Leitartikel

Recht auf medizinische Versorgung

d'Lëtzebuerger Land vom 22.03.2019

Zu den größten zivilisatorischen Leistungen des an Katastrophen reichen 20. Jahrhunderts gehört die Einführung der universellen Krankenversicherung in den wohlhabenden und sozial fortgeschrittensten Ländern. Denn sie gewährleistet für fast die gesamte Bevölkerung eine Gesundheitsfürsorge und damit das elementare Recht auf Gesundheit unabhängig von Vermögen und Einkommen. Selbst wenn die gesundheitliche Verfassung und die Lebenserwartung noch immer vom sozialen Stand abhängig sind, da Vermögendere weniger gefährliche und gesundheitsschädliche Arbeiten verrichten müssen, bessere Wohnungen, solidere Autos haben und sich intensiver um ihren Körper und ihr Wohlbehagen kümmern können. Lange symbolisierte Fettleibigkeit, dass man es im Gegensatz zu den Hungerleidern im Leben zu etwas gebracht hatte; heute sind oft die Armen übergewichtig rund wie ihre Hamburger, während die Reichen durchtrainiert und drahtig wie ihre Windhunde daherkommen.

Politiker, die die Verteidigung der Krankenversicherung zu ihrem politischen Geschäftsfundus zählen, schrecken nicht davor zurück, die Luxemburger Krankenversicherung als die beste der Welt anzupreisen. Auch wenn das übertrieben scheint, hat diese Krankenversicherung doch ein vergleichbar sehr hohes Niveau, zumindest so lange ausreichend junge, gesunde Beitragszahler und ebenso gesunde Staatsfinanzen erlauben, den, wie manche Arzt- und Labortarife oder Medikamentenpreise zeigen, oft erheblichen Widerspruch zwischen einer öffentlichen Finanzierung und eine privatwirtschaftlichen Medizin überbrücken können.

Doch als historische Errungenschaft der Arbeiterbewegung und als Beitrag zur Stabilisierung des Lohnarbeitsverhältnisses ist die Krankenversicherung eng an die Erwerbstätigkeit der Versicherten samt Familienangehörigen gebunden. Deshalb beklagte die Vereinigung Médecins du monde diese Woche, dass es keine universelle Gesundheitsfürsorge gebe. Denn von ihr ausgeschlossen seien Personen ohne gesetzliche Anschrift, Einkommen und angemeldetes Arbeitsverhältnis, Einwanderer ohne Ausweispapiere, abgewiesene Asylsuchende, Leute, die keinen Asylantrag gestellt haben, und mitellose EU-Bürger, die sich seit mehr als drei Monaten in Luxemburg aufhalten. Im vergangenen Jahr pflegten die Ärzte von Médecins du monde 815 Patienten, von denen 72 Prozent keinerlei Krankenversicherung hatten und sich eine medizinische Versorgung nicht leisten konnten, weil sie fast sämtliche unterhalb der Armutsgrenze lebten.

**Ausgangsdaten**:
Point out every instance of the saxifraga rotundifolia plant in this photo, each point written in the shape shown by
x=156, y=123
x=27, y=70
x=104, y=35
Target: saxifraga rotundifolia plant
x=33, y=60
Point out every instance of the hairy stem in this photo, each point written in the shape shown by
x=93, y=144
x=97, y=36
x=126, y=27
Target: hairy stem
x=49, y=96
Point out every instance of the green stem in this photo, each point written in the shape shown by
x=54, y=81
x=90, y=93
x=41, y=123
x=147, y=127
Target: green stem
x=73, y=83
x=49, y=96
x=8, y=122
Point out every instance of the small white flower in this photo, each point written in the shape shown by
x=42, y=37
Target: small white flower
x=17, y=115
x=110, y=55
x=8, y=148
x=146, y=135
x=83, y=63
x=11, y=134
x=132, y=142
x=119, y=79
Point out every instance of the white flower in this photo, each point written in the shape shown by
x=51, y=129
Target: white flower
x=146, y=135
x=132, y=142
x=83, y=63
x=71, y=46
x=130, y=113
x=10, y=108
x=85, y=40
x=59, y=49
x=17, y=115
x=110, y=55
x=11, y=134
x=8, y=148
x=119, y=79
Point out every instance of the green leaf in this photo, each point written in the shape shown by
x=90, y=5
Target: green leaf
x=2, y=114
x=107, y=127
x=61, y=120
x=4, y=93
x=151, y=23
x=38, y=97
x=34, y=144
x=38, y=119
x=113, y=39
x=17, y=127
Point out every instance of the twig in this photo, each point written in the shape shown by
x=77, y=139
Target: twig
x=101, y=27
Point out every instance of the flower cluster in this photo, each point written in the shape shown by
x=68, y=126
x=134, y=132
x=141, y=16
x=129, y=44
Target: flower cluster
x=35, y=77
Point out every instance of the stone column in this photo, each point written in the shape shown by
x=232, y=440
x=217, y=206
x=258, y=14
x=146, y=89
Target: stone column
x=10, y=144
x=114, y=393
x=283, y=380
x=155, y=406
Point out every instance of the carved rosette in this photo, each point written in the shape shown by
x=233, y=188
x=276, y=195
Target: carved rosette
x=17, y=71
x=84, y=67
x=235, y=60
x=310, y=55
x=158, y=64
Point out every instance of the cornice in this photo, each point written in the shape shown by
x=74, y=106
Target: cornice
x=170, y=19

**Aufgaben**:
• a. Schreiben Sie aus dem Leitartikel zur Krankenversicherung den Abschnitt zwischen „Politiker, die die“ und „Medizin überbrücken können.“ einschließlich wortgetreu ab.
• b. Setzen Sie den Leitartikel zur Krankenversicherung im Anschluss an seinen letzten Satz fort.
Die Datensätze stehen in keinem Zusammenhang mit dem Leitartikel zur Krankenversicherung.

**Antworten**:
• a.
Politiker, die die Verteidigung der Krankenversicherung zu ihrem politischen Geschäftsfundus zählen, schrecken nicht davor zurück, die Luxemburger Krankenversicherung als die beste der Welt anzupreisen. Auch wenn das übertrieben scheint, hat diese Krankenversicherung doch ein vergleichbar sehr hohes Niveau, zumindest so lange ausreichend junge, gesunde Beitragszahler und ebenso gesunde Staatsfinanzen erlauben, den, wie manche Arzt- und Labortarife oder Medikamentenpreise zeigen, oft erheblichen Widerspruch zwischen einer öffentlichen Finanzierung und eine privatwirtschaftlichen Medizin überbrücken können.

• b.
Die Gesundheitskasse verbuchte zwar im Jahr 2017 einen Überschuss von 467 Millionen Euro, aber laut Médecins du monde fehlt hierzulande noch immer ein garantierter Zugang zur primären medizinischen Verpflegung, wie er beispielsweise in Belgien mit der Aide médicale urgente oder in Frankreich mit der Aide médicale d’État existiere. Vielleicht hängt das damit zusammen, dass Sozialleistungen selten als soziales Recht und lieber als Quelle eines möglichen „Missbrauchs“ dargestellt werden. Jedenfalls verlangt die Vereinigung, dass die Sozialversicherung auch Leute ohne feste Anschrift schützen und allen Kindern, die im Land lebten, eine vollständige medizinische Betreuung gewährleisten müsse.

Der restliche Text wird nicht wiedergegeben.